RECORDS FOR THE EXERCISE Block Start
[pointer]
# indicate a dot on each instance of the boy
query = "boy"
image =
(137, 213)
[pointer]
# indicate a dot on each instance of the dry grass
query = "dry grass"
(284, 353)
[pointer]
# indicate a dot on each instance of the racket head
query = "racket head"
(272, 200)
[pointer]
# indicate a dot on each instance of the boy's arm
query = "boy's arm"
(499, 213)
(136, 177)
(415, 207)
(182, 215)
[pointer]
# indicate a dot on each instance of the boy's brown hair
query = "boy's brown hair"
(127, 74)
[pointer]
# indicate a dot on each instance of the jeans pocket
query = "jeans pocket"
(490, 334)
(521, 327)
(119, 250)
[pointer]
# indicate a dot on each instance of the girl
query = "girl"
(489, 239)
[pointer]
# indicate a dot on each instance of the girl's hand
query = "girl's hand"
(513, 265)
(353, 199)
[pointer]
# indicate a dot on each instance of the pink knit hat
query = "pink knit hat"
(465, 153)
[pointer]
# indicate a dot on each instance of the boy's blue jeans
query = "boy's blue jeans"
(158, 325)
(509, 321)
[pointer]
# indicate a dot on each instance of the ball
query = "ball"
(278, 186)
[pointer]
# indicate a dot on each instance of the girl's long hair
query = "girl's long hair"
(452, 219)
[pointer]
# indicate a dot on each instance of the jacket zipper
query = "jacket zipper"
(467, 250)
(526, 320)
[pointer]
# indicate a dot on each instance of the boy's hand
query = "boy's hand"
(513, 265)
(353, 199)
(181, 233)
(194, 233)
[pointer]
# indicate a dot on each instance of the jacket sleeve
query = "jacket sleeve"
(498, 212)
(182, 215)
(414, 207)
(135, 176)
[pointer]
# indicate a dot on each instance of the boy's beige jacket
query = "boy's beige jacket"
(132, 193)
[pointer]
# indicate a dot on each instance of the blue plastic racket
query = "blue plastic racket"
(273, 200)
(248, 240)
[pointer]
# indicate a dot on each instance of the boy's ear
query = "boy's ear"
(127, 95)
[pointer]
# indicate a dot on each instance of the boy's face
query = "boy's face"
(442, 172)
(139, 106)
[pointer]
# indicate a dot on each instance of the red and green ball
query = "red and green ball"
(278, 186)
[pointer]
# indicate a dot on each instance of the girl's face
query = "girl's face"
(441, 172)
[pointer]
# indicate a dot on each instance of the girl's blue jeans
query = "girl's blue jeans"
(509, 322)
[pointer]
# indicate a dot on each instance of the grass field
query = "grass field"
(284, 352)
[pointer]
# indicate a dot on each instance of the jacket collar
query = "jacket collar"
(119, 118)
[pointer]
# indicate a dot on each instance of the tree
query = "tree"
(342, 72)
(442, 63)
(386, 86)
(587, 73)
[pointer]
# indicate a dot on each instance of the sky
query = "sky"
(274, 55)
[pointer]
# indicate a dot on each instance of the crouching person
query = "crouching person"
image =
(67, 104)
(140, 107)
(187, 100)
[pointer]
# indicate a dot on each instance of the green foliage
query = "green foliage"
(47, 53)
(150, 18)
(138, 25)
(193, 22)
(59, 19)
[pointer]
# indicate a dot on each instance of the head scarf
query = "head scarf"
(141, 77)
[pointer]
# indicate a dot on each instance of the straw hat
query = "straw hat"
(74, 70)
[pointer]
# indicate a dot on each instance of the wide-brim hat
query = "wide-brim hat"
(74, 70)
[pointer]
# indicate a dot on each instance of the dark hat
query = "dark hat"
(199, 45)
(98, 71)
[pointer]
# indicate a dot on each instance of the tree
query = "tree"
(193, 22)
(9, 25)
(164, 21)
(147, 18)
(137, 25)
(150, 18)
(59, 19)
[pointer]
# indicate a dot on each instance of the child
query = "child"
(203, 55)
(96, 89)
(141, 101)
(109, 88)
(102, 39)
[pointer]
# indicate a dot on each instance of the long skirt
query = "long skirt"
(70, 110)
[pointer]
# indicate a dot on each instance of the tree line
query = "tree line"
RECORDS FOR THE EXERCISE Block End
◆ WHAT YOU HAVE TO DO ◆
Every line from the one that has "# indicate a dot on each instance of the sky" down to the last line above must be written out exactly, with both ends included and nothing else.

◆ OUTPUT OF THE EXERCISE ◆
# indicate a dot on each instance of the sky
query = "sky"
(274, 55)
[pointer]
# indicate a dot on each instance of the crouching person
query = "crouching person"
image =
(67, 104)
(140, 107)
(187, 100)
[pointer]
# indicate a dot on each instance of the green foliage
query = "green foliage"
(47, 53)
(150, 18)
(138, 25)
(193, 22)
(59, 19)
[pointer]
# indicate a dot on each instance of the head scarf
query = "head scarf"
(141, 77)
[pointer]
# indicate a dot on each instance of the straw hat
query = "straw hat"
(74, 70)
[pointer]
# indicate a dot on each instance of the wide-brim hat
query = "wide-brim hat"
(74, 70)
[pointer]
# indicate a dot on each instance of the dark hat
query = "dark hat"
(199, 45)
(98, 71)
[pointer]
# indicate a dot on each instance of the tree
query = "tree"
(193, 22)
(9, 25)
(164, 21)
(147, 18)
(137, 25)
(150, 18)
(59, 19)
[pointer]
# indicate a dot on each instance of the child
query = "child"
(203, 55)
(96, 89)
(141, 101)
(109, 88)
(102, 39)
[pointer]
# indicate a dot on each instance of the long skirt
query = "long skirt"
(70, 110)
[pointer]
# indicate a dot on each instance of the tree line
query = "tree line"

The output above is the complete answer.